Stored items from a collection
━━━━━━━━━━━━━━━━━━━━

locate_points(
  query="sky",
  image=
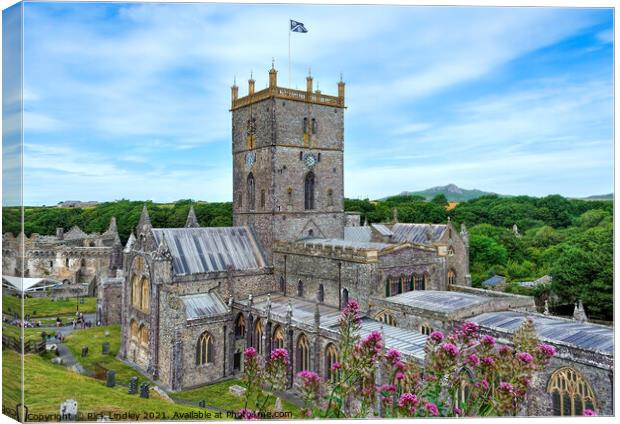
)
(132, 100)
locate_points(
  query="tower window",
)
(251, 192)
(309, 191)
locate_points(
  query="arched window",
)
(204, 349)
(282, 285)
(426, 329)
(146, 295)
(258, 336)
(133, 331)
(386, 318)
(331, 356)
(251, 192)
(452, 277)
(240, 326)
(144, 335)
(135, 291)
(419, 282)
(278, 338)
(303, 353)
(309, 191)
(570, 392)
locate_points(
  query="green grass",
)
(218, 395)
(29, 333)
(48, 385)
(94, 337)
(44, 307)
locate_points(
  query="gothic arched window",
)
(303, 353)
(204, 349)
(240, 326)
(251, 192)
(278, 338)
(331, 357)
(570, 392)
(146, 295)
(451, 277)
(309, 191)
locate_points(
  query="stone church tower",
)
(288, 162)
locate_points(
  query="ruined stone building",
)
(194, 298)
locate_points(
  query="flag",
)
(297, 26)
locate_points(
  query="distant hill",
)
(609, 196)
(452, 192)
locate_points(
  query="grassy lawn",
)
(218, 395)
(93, 338)
(44, 307)
(29, 333)
(48, 385)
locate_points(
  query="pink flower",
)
(431, 408)
(488, 360)
(280, 354)
(525, 357)
(506, 387)
(246, 414)
(473, 360)
(483, 384)
(393, 355)
(308, 376)
(450, 349)
(408, 401)
(546, 350)
(488, 340)
(436, 336)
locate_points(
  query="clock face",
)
(310, 160)
(250, 159)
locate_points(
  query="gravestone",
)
(133, 386)
(110, 378)
(68, 410)
(237, 390)
(144, 390)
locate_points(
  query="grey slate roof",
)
(559, 330)
(346, 243)
(409, 342)
(416, 233)
(210, 249)
(439, 301)
(363, 234)
(493, 281)
(203, 305)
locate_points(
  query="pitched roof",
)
(493, 281)
(211, 249)
(203, 305)
(584, 335)
(417, 233)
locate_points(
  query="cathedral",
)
(194, 298)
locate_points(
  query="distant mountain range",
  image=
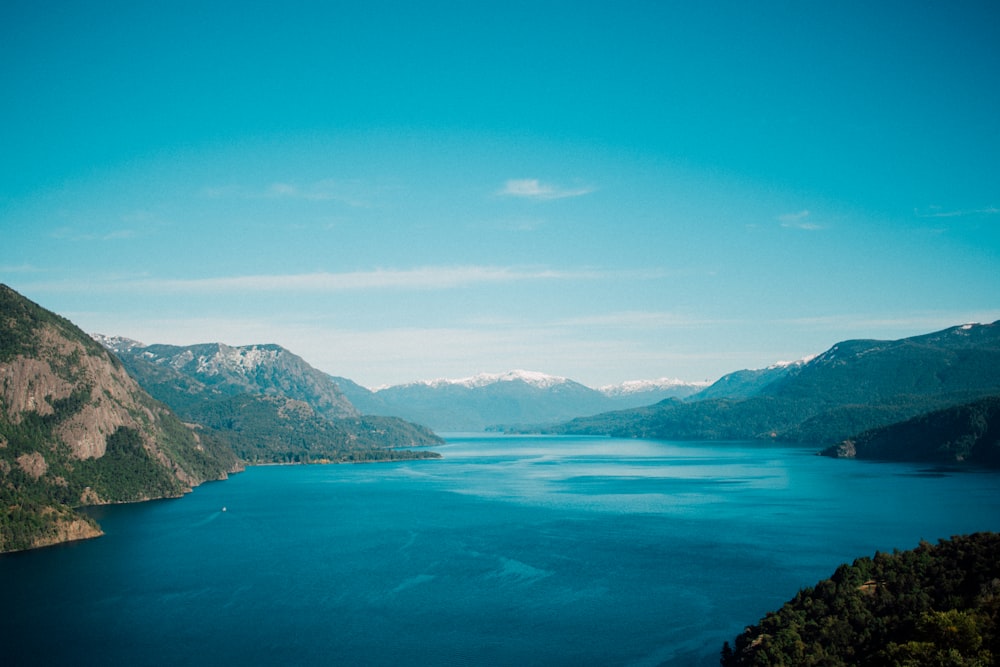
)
(76, 429)
(269, 404)
(80, 426)
(493, 400)
(853, 387)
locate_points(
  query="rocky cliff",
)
(76, 429)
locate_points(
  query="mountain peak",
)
(533, 378)
(642, 386)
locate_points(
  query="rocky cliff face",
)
(76, 429)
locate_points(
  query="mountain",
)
(646, 392)
(76, 429)
(852, 387)
(933, 605)
(968, 432)
(747, 383)
(511, 399)
(267, 403)
(268, 370)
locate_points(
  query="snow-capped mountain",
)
(512, 398)
(251, 369)
(653, 390)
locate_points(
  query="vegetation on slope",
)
(278, 429)
(75, 429)
(853, 387)
(969, 432)
(934, 605)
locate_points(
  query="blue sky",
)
(604, 191)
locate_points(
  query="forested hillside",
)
(853, 387)
(934, 605)
(76, 429)
(244, 405)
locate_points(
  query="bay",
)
(511, 550)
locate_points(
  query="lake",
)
(512, 550)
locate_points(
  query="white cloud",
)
(798, 220)
(532, 188)
(351, 193)
(422, 278)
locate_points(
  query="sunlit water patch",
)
(510, 550)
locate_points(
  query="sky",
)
(605, 191)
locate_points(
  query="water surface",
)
(510, 550)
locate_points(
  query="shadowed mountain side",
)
(853, 387)
(76, 429)
(969, 432)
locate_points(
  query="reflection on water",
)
(510, 550)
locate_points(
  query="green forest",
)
(934, 605)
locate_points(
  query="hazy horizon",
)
(603, 192)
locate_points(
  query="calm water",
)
(510, 551)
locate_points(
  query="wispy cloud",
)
(532, 188)
(351, 193)
(423, 278)
(939, 212)
(72, 234)
(798, 220)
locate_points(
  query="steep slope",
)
(635, 393)
(76, 429)
(853, 387)
(968, 432)
(268, 370)
(934, 605)
(237, 395)
(746, 383)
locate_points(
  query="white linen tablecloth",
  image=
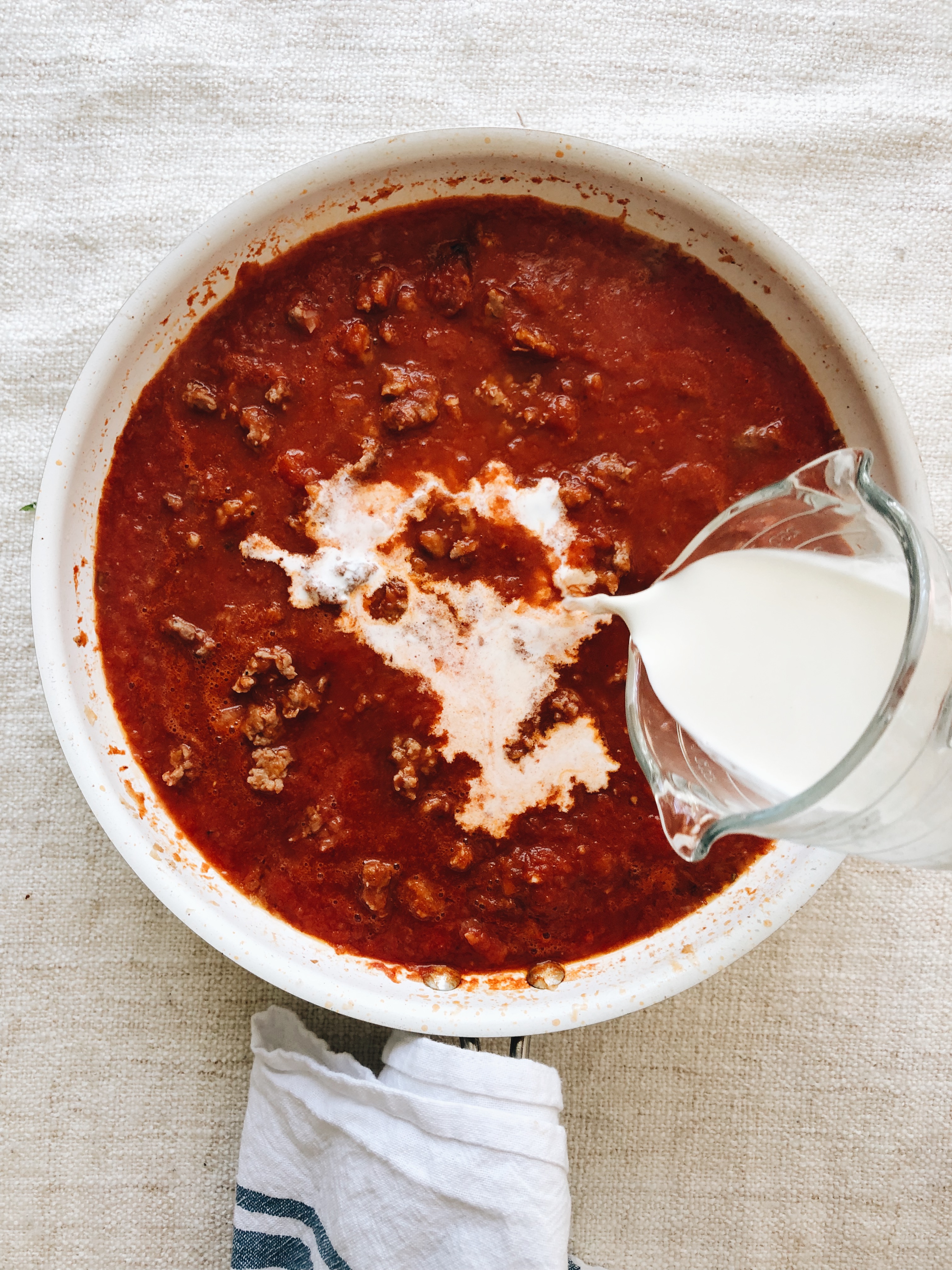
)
(794, 1112)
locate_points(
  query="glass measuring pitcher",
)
(890, 797)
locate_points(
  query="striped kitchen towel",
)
(449, 1160)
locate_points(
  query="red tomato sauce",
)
(499, 329)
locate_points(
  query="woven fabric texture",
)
(794, 1112)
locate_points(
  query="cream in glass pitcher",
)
(791, 673)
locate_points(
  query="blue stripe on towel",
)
(251, 1250)
(256, 1202)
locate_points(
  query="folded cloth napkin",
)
(449, 1160)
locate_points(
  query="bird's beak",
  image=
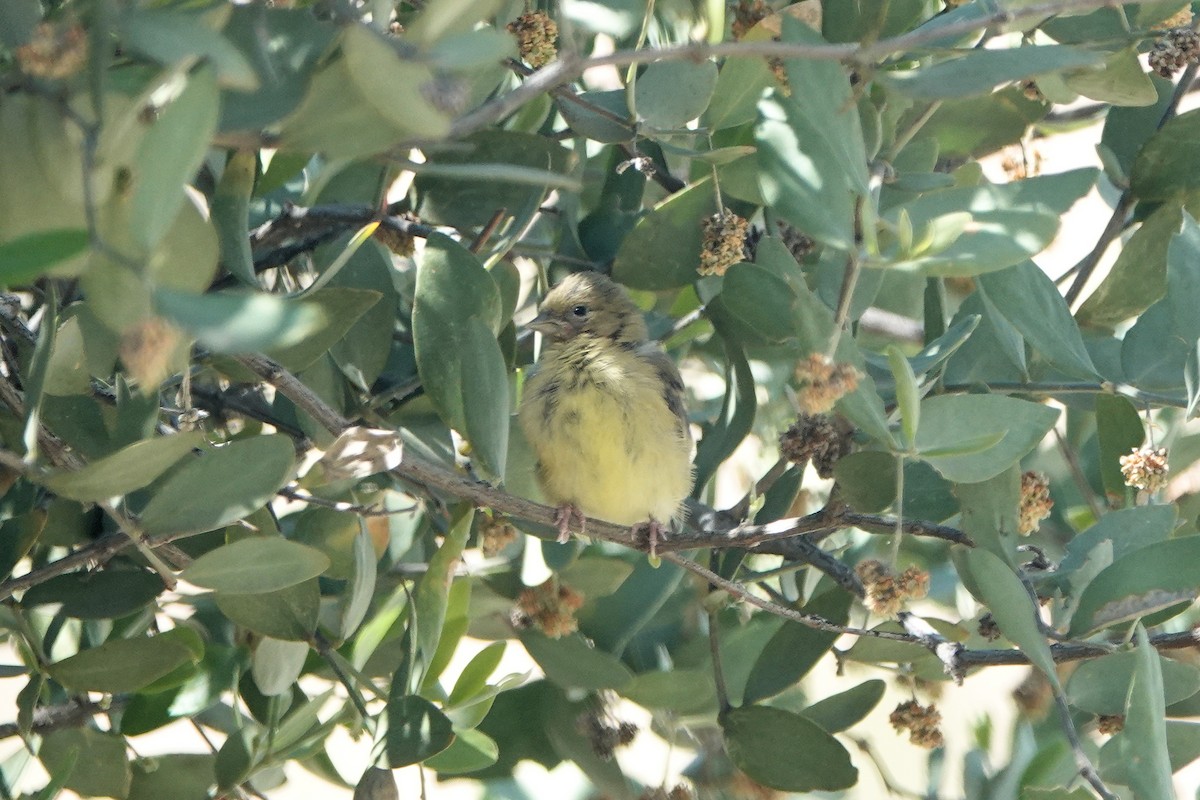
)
(551, 326)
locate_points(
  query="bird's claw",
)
(654, 533)
(563, 516)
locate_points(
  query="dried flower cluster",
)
(822, 383)
(495, 535)
(724, 242)
(748, 13)
(604, 733)
(1181, 18)
(1175, 49)
(678, 792)
(796, 241)
(887, 591)
(1031, 91)
(147, 350)
(1145, 468)
(922, 722)
(550, 607)
(821, 439)
(54, 52)
(1036, 503)
(537, 37)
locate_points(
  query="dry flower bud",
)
(821, 439)
(886, 591)
(549, 607)
(1036, 503)
(54, 52)
(822, 383)
(922, 722)
(537, 37)
(1145, 468)
(724, 242)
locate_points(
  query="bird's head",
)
(588, 304)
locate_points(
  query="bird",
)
(604, 413)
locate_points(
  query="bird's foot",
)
(654, 533)
(563, 516)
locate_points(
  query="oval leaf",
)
(785, 751)
(256, 565)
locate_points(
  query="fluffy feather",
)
(605, 410)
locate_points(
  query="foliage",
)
(264, 269)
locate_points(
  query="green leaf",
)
(1152, 355)
(573, 663)
(1125, 530)
(109, 594)
(417, 729)
(1119, 429)
(256, 565)
(29, 257)
(455, 312)
(231, 214)
(610, 127)
(949, 420)
(735, 101)
(981, 70)
(907, 394)
(1183, 281)
(1030, 300)
(471, 751)
(795, 649)
(839, 711)
(472, 200)
(393, 85)
(474, 675)
(738, 407)
(867, 480)
(1138, 277)
(432, 594)
(1120, 80)
(1145, 733)
(670, 94)
(761, 302)
(682, 691)
(829, 114)
(1009, 603)
(1149, 579)
(786, 751)
(171, 152)
(130, 468)
(595, 576)
(120, 665)
(171, 37)
(341, 307)
(276, 665)
(485, 397)
(1102, 685)
(95, 762)
(799, 174)
(1182, 749)
(663, 250)
(1163, 166)
(220, 487)
(180, 776)
(287, 614)
(240, 322)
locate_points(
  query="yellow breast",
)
(606, 441)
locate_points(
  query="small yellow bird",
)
(605, 411)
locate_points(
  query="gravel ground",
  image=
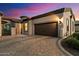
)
(29, 46)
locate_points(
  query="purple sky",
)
(32, 9)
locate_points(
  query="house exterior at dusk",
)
(58, 23)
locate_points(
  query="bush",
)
(76, 35)
(73, 43)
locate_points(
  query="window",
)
(26, 26)
(67, 24)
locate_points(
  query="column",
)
(0, 27)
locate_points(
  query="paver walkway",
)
(30, 46)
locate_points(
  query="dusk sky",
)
(32, 9)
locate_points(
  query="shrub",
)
(76, 35)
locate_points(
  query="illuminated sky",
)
(32, 9)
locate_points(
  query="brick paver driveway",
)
(30, 45)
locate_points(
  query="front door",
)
(6, 29)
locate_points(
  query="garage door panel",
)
(48, 29)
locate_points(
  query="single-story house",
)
(10, 26)
(76, 26)
(58, 23)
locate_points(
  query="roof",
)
(54, 12)
(10, 19)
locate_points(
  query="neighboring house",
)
(77, 26)
(58, 23)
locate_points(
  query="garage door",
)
(47, 29)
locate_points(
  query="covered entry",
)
(6, 28)
(47, 29)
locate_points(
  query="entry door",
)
(48, 29)
(6, 29)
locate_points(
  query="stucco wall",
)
(50, 18)
(66, 33)
(0, 27)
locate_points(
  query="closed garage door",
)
(48, 29)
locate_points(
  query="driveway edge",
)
(62, 49)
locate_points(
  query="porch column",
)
(0, 27)
(30, 28)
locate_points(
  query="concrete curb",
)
(62, 49)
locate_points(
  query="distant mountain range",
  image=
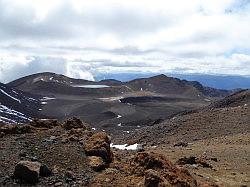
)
(104, 103)
(214, 81)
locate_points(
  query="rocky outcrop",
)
(96, 163)
(158, 170)
(15, 129)
(152, 178)
(27, 172)
(98, 146)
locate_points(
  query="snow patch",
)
(10, 96)
(14, 113)
(47, 98)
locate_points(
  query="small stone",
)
(27, 172)
(22, 154)
(45, 171)
(70, 175)
(96, 163)
(58, 184)
(152, 178)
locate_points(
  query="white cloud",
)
(88, 37)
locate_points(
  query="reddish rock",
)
(27, 172)
(99, 145)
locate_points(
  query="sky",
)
(83, 38)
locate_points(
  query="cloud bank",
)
(83, 38)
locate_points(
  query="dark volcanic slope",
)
(163, 84)
(17, 106)
(227, 117)
(115, 104)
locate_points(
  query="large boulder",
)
(27, 172)
(99, 145)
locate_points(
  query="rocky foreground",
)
(49, 153)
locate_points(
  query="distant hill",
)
(17, 106)
(214, 81)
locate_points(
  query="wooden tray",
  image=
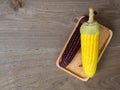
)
(75, 67)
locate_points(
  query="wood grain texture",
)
(32, 38)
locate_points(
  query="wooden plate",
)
(75, 66)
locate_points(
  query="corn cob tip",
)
(91, 15)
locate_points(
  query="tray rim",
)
(104, 48)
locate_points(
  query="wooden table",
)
(32, 38)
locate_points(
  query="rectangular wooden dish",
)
(75, 66)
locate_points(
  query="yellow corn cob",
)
(89, 48)
(89, 45)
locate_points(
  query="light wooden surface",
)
(31, 40)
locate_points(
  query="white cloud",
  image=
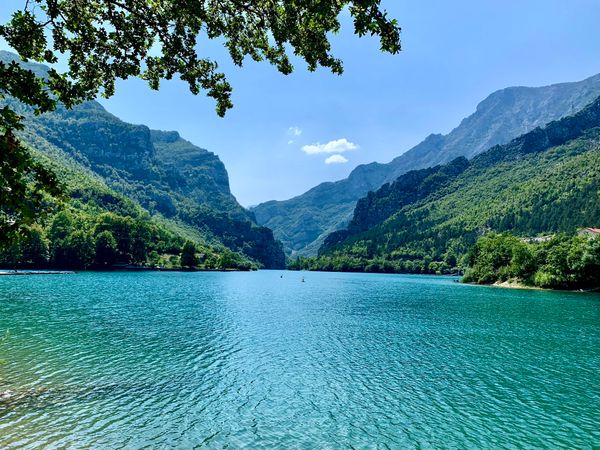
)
(336, 159)
(337, 146)
(294, 131)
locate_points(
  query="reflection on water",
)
(130, 360)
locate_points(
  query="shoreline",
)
(521, 286)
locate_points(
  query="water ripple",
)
(252, 360)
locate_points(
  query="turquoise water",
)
(215, 360)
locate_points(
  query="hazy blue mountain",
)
(545, 181)
(303, 222)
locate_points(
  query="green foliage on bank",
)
(562, 262)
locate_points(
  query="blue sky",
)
(276, 141)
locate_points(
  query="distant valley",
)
(302, 223)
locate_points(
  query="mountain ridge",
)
(500, 117)
(159, 170)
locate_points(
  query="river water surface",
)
(257, 360)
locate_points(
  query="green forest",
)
(558, 262)
(93, 227)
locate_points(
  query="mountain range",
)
(164, 174)
(546, 181)
(303, 222)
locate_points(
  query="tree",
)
(106, 249)
(106, 40)
(188, 255)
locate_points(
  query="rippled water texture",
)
(186, 360)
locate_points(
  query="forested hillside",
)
(168, 176)
(546, 181)
(93, 226)
(303, 222)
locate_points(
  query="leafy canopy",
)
(106, 40)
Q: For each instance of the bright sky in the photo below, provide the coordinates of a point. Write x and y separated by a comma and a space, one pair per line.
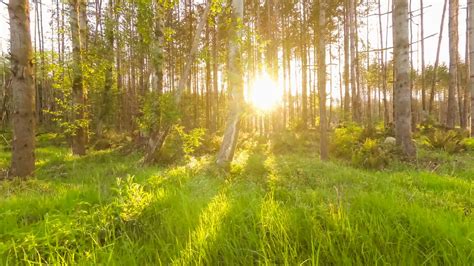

━━━━━━━━━━━━━━━━━━━━

Instructions to follow
List every line in the listing above that contains the string "tower". Case matters.

Final result
  query="tower window",
  query="stone church tower",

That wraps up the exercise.